§ **Assignment**
As the answer, set down the lines below from the one containing "Could you please indicate the white serving" through the one containing "Could you please indicate the wooden door", exactly and inclusively, and no others.
Source information Block Start
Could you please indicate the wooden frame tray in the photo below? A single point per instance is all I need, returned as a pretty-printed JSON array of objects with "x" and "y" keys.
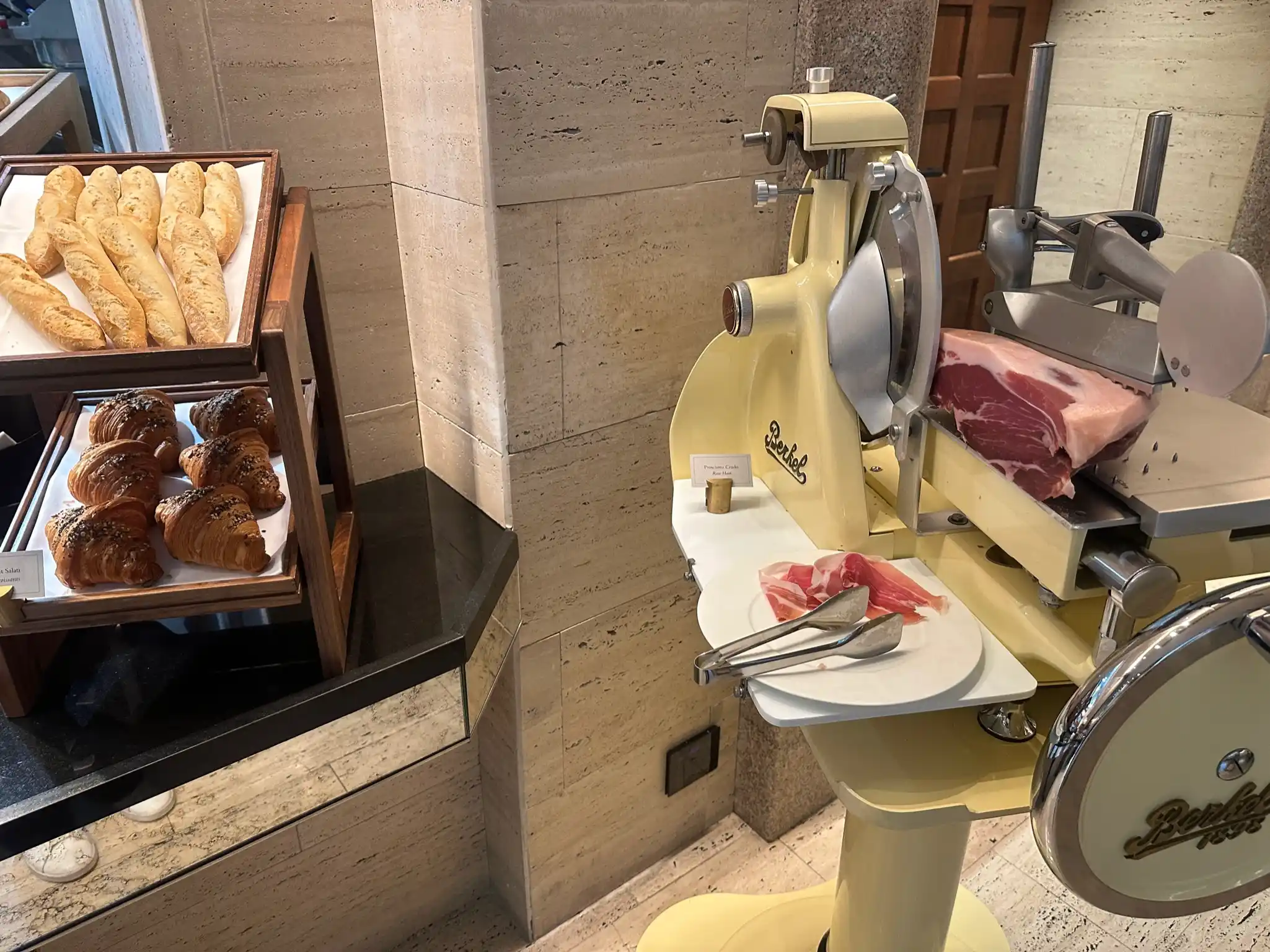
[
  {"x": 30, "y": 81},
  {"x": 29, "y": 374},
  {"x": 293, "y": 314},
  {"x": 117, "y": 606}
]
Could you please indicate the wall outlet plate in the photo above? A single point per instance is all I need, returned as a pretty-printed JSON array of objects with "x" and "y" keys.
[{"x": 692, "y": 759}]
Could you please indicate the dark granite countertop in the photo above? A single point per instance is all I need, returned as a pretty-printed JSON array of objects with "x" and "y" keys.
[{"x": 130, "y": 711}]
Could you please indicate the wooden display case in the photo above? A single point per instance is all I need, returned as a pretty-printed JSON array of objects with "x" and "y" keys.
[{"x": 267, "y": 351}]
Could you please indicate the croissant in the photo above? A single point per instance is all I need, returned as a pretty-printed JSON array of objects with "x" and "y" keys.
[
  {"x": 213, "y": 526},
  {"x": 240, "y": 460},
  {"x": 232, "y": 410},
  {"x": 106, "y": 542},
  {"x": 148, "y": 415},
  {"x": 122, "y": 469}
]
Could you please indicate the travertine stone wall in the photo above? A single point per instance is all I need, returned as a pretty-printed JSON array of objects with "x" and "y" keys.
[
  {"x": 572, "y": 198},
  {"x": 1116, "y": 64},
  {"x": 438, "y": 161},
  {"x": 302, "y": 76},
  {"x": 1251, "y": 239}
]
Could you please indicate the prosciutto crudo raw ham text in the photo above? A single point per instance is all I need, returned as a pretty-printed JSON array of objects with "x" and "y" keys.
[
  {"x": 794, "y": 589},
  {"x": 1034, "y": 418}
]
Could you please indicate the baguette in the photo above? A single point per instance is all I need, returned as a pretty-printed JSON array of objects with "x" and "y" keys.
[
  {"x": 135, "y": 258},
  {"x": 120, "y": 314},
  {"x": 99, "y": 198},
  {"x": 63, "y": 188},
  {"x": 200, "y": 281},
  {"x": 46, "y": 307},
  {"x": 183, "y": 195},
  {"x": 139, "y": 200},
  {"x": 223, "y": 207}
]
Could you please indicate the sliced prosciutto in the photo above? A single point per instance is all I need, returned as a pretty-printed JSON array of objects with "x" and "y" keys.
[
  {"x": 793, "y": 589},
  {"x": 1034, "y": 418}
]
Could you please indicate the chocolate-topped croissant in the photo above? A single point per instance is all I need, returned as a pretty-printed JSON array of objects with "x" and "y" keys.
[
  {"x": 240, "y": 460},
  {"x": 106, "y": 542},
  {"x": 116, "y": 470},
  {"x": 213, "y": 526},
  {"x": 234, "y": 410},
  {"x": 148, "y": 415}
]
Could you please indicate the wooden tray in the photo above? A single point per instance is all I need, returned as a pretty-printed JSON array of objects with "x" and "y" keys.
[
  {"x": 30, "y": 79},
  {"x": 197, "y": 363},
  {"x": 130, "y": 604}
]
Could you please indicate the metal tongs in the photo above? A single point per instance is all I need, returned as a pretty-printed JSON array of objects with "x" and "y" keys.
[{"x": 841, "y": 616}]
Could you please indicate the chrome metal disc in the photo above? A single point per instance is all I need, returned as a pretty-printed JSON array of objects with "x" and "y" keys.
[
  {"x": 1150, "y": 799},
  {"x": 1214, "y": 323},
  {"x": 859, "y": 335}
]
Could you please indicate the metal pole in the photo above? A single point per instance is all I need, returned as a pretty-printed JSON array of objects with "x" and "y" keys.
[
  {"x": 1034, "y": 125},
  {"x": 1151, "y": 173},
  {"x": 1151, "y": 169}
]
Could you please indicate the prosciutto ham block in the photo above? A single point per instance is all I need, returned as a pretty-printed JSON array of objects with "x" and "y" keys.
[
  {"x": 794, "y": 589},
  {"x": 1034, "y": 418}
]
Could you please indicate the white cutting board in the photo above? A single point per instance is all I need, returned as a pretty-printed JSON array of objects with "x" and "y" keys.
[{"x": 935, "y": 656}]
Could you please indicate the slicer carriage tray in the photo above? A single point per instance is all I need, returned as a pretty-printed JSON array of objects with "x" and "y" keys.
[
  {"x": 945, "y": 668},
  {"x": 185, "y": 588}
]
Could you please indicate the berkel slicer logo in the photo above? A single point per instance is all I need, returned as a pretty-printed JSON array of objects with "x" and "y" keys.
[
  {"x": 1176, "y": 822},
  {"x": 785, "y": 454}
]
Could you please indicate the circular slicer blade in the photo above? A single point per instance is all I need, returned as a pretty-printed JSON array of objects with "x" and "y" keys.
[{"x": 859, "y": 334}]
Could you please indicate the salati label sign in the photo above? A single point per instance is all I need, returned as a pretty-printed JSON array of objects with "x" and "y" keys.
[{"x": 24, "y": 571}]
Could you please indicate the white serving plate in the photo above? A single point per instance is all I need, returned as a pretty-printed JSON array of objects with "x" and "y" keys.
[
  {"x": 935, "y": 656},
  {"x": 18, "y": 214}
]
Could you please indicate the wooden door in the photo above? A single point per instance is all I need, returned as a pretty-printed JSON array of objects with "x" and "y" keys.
Source information Block End
Source information Block Start
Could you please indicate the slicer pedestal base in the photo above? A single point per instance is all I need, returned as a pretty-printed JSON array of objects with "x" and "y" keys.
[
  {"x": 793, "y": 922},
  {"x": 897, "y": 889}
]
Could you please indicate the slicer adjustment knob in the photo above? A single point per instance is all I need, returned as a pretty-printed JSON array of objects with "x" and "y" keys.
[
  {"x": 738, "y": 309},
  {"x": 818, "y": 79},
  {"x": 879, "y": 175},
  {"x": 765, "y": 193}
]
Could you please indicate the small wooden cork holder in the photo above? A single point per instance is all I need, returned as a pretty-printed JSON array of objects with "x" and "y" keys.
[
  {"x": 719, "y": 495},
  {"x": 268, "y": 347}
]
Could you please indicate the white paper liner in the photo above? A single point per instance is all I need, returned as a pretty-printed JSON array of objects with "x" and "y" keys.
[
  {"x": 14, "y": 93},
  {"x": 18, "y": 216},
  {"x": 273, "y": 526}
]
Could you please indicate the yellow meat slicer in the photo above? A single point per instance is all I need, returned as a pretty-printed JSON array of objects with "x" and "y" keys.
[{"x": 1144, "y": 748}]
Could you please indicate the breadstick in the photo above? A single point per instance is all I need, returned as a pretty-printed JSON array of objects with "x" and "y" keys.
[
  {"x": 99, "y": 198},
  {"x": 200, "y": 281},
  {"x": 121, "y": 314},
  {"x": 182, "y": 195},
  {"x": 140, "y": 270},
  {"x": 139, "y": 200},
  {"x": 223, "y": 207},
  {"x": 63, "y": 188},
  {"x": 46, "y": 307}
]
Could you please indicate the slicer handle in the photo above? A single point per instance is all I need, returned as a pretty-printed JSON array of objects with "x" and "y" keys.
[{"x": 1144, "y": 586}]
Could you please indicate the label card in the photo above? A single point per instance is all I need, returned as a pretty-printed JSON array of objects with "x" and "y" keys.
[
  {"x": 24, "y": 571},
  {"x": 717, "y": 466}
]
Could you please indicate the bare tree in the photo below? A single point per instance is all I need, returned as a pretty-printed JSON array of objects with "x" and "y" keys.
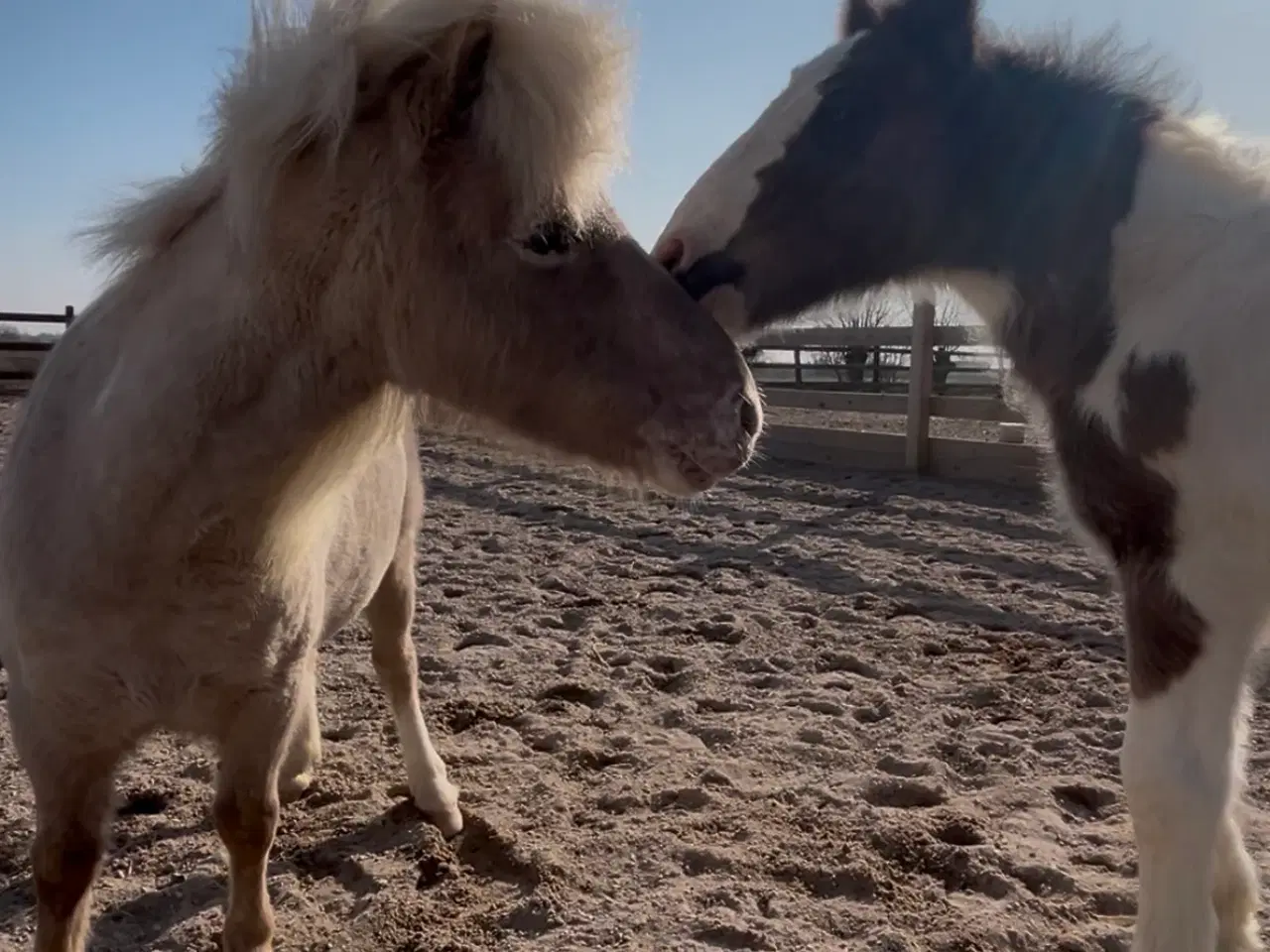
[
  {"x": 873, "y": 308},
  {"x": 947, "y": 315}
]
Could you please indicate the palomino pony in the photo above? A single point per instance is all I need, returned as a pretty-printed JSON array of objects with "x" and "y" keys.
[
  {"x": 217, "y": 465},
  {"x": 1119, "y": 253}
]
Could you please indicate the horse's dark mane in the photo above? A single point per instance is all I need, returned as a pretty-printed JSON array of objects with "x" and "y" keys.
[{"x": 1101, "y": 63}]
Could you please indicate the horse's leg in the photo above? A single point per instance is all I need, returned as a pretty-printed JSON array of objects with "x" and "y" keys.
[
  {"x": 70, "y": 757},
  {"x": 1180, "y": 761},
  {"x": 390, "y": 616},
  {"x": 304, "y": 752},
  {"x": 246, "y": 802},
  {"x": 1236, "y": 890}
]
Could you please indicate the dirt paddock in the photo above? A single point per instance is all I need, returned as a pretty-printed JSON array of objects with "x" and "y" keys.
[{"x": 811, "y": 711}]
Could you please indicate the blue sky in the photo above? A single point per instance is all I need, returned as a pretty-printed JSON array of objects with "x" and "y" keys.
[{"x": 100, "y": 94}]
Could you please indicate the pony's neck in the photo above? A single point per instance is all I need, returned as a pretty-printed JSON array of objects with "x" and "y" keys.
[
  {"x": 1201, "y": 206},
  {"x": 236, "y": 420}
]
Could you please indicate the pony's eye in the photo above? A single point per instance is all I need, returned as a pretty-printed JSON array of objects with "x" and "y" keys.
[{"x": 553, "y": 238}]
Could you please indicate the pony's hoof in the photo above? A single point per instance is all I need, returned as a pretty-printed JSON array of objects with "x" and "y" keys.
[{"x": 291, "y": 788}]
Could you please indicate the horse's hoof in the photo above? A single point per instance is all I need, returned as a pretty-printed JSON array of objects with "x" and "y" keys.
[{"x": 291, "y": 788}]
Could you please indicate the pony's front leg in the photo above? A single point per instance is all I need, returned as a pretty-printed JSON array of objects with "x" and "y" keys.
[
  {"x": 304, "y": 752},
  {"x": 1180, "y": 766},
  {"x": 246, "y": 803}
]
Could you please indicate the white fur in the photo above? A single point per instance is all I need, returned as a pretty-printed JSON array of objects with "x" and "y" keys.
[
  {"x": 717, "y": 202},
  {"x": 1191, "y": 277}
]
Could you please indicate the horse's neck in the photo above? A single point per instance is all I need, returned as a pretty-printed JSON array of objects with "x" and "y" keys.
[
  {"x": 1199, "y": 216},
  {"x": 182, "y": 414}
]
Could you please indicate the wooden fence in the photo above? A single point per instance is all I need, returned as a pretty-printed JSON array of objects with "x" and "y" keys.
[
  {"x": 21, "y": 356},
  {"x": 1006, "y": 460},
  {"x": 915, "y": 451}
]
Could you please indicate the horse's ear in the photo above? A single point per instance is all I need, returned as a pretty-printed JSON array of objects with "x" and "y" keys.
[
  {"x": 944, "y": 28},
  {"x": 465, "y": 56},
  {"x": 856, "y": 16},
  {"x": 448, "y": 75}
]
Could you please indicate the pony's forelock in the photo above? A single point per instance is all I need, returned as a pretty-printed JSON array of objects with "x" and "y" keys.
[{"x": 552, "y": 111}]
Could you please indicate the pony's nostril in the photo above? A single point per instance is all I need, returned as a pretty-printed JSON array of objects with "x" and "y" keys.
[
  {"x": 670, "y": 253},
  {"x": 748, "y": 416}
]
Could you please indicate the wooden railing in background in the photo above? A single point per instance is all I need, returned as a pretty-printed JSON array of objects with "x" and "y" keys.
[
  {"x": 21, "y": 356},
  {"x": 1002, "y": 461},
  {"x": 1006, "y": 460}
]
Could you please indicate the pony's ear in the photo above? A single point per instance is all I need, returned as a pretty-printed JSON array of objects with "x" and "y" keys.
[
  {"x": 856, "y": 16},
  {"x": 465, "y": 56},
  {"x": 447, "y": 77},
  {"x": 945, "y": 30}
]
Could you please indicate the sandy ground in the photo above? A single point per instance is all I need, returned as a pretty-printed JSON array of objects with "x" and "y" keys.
Source information Block End
Source information Block Start
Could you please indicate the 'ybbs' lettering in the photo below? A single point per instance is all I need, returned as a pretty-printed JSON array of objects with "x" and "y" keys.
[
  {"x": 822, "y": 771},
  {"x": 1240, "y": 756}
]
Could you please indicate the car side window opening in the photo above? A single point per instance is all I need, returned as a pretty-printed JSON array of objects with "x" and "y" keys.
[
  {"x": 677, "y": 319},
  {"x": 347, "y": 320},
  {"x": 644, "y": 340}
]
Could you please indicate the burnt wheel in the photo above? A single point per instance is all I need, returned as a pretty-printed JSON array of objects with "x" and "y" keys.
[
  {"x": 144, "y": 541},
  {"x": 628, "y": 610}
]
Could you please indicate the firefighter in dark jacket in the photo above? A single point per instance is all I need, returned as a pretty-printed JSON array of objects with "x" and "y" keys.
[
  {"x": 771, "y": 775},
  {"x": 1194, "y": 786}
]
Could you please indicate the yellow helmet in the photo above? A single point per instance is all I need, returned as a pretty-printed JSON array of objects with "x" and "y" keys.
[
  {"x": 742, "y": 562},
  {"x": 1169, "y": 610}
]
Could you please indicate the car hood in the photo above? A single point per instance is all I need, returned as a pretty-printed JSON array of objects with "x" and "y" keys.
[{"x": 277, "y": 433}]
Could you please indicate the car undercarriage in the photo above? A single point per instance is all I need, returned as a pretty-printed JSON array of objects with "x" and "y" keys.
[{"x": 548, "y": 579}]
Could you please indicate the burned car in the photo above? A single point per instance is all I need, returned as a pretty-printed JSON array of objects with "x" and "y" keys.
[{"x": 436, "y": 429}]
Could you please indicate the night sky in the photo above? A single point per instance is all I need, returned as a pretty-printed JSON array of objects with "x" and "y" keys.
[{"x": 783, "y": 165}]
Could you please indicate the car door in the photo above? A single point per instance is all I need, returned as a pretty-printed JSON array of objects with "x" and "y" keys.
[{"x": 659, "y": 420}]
Source information Block End
§ **Exercise answer**
Could you please indicate the white serving plate in the photo above? A single point per instance is all I need, returned as a pretty-printed JSON array of objects with "x" and "y" keys.
[
  {"x": 935, "y": 656},
  {"x": 18, "y": 214}
]
Could you please indicate the wooden door in the photo above? A single point per instance is all I need, returned as a pretty-printed JSON array of objects with "x" and "y" keys.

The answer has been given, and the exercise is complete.